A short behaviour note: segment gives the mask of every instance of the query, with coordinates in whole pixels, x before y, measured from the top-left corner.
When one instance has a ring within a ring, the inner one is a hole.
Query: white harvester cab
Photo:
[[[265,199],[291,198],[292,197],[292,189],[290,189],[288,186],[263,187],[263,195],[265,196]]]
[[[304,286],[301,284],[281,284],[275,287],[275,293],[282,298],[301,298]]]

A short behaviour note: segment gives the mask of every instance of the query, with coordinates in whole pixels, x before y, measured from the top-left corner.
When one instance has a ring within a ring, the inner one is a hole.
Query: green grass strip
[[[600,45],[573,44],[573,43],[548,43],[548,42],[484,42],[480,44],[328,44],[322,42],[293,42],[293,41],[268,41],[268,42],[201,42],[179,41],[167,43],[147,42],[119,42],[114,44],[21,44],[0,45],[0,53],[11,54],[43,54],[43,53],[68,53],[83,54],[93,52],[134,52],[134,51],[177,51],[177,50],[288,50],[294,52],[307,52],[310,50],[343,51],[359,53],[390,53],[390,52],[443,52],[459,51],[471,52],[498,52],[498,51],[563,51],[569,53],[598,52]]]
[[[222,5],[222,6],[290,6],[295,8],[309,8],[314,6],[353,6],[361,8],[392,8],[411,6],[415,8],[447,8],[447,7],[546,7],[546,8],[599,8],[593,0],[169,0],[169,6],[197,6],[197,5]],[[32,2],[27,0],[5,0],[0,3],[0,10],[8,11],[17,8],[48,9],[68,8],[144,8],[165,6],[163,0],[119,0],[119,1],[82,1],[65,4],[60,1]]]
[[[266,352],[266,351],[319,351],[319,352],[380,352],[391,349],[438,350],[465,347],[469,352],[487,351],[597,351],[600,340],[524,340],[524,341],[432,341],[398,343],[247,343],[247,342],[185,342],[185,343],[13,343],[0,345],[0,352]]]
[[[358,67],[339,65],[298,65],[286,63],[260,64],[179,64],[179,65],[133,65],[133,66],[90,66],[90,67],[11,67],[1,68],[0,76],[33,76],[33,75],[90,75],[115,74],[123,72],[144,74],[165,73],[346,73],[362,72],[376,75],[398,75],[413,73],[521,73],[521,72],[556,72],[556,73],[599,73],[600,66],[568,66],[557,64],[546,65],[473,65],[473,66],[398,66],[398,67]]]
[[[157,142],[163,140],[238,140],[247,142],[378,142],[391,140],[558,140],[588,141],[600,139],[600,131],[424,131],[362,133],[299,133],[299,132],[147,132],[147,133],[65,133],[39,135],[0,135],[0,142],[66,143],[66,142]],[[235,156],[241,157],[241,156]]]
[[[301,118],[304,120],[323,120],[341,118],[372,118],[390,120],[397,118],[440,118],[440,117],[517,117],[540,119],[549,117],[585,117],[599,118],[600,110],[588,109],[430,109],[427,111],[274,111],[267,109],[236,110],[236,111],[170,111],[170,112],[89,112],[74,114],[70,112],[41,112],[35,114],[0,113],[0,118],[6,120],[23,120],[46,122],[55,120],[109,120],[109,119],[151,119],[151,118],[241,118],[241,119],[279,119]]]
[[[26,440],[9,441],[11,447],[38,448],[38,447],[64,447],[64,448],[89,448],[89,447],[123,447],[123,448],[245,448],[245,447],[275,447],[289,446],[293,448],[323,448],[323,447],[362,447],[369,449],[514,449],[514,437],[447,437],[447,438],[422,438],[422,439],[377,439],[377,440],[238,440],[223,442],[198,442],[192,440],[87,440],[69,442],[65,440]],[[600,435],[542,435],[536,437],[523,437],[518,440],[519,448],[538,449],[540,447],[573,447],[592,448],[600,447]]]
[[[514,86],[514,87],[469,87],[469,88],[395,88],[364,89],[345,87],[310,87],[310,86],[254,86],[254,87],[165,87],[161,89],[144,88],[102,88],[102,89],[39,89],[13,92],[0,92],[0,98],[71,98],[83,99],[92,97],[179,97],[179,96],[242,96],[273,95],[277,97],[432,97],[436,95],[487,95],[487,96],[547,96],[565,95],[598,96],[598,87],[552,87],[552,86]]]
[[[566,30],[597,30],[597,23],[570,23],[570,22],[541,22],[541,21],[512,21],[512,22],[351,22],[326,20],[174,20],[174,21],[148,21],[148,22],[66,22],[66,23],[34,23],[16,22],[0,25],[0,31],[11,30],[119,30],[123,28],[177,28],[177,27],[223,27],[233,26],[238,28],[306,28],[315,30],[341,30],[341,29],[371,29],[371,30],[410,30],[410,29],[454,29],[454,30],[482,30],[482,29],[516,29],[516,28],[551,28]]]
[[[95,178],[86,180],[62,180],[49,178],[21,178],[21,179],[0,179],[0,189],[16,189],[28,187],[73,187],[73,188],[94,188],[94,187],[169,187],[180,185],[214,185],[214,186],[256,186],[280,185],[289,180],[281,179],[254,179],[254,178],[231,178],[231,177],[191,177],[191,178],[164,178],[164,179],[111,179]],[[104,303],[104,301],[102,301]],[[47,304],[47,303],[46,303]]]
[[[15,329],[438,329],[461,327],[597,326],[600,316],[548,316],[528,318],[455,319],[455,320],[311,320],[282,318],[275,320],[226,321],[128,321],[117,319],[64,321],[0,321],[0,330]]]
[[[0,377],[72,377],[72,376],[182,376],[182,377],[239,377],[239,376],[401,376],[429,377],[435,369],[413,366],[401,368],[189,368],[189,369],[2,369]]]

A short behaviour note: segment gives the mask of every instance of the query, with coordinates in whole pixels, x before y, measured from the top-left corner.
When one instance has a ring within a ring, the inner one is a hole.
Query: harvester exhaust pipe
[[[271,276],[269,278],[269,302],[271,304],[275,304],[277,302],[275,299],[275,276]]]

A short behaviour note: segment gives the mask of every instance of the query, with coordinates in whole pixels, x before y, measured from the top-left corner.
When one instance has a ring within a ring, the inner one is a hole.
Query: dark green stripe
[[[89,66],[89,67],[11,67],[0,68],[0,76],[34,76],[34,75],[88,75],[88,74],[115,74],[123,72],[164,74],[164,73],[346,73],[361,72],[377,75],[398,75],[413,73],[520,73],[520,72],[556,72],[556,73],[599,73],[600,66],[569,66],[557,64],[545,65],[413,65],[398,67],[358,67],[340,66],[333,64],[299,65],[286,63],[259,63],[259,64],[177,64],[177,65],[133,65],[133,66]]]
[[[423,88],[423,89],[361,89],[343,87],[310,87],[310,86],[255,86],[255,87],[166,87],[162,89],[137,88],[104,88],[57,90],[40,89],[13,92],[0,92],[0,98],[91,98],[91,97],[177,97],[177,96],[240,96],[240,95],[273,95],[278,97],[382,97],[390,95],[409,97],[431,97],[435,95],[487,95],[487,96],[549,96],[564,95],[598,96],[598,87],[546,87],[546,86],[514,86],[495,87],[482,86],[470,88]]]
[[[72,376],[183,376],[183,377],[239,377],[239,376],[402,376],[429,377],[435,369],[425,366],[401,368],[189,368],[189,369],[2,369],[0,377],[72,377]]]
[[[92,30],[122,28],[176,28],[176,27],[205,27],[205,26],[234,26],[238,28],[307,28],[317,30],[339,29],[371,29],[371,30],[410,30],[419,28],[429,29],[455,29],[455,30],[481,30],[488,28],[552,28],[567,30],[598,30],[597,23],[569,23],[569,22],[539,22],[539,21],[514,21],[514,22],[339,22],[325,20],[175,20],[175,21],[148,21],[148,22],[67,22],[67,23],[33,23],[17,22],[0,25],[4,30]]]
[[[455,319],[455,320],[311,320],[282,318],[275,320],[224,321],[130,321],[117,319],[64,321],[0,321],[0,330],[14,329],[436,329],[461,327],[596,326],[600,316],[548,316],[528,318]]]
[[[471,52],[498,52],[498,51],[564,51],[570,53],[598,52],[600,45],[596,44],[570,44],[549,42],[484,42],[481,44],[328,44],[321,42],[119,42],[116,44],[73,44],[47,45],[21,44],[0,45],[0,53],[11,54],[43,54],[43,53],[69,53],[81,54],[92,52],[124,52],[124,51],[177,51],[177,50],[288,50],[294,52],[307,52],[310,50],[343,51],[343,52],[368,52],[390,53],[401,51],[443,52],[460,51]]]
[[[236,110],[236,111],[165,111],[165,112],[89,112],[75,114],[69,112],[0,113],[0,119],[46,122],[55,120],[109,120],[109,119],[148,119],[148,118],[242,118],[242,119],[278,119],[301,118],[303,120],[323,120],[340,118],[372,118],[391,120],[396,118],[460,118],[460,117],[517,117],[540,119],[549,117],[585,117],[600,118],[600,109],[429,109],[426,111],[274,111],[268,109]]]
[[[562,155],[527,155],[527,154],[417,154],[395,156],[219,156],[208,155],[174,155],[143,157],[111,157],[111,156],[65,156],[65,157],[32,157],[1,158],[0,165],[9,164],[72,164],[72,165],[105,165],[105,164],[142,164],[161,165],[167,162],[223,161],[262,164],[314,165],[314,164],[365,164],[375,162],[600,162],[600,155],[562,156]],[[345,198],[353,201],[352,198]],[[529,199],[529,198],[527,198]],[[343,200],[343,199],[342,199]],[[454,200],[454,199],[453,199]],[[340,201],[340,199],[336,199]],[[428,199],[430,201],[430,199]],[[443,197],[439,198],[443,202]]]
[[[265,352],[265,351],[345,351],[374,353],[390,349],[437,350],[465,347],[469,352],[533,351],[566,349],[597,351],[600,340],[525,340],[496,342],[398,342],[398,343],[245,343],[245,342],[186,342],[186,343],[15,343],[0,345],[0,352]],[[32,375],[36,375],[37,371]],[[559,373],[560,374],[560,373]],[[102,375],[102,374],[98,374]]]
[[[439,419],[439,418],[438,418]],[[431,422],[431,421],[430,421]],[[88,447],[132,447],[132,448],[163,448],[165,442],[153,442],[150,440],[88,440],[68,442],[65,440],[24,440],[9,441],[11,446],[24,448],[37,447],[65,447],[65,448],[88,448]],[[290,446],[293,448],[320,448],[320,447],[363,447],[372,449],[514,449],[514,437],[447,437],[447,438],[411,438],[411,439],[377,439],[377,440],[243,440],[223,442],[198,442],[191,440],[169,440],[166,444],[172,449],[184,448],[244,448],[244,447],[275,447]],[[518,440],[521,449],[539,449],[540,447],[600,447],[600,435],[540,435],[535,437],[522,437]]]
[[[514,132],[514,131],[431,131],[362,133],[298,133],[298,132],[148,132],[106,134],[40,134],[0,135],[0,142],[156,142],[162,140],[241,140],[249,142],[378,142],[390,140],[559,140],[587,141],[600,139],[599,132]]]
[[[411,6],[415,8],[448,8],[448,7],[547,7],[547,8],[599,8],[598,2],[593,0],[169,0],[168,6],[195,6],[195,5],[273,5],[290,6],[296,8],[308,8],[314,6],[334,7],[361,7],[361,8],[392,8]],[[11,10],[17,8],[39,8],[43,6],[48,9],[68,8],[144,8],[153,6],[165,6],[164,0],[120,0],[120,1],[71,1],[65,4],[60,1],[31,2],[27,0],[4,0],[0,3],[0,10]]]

_The problem_. The expected answer is a copy of each line in the listing above that contains "green".

_Answer section_.
Query: green grass strip
Query: dark green stripe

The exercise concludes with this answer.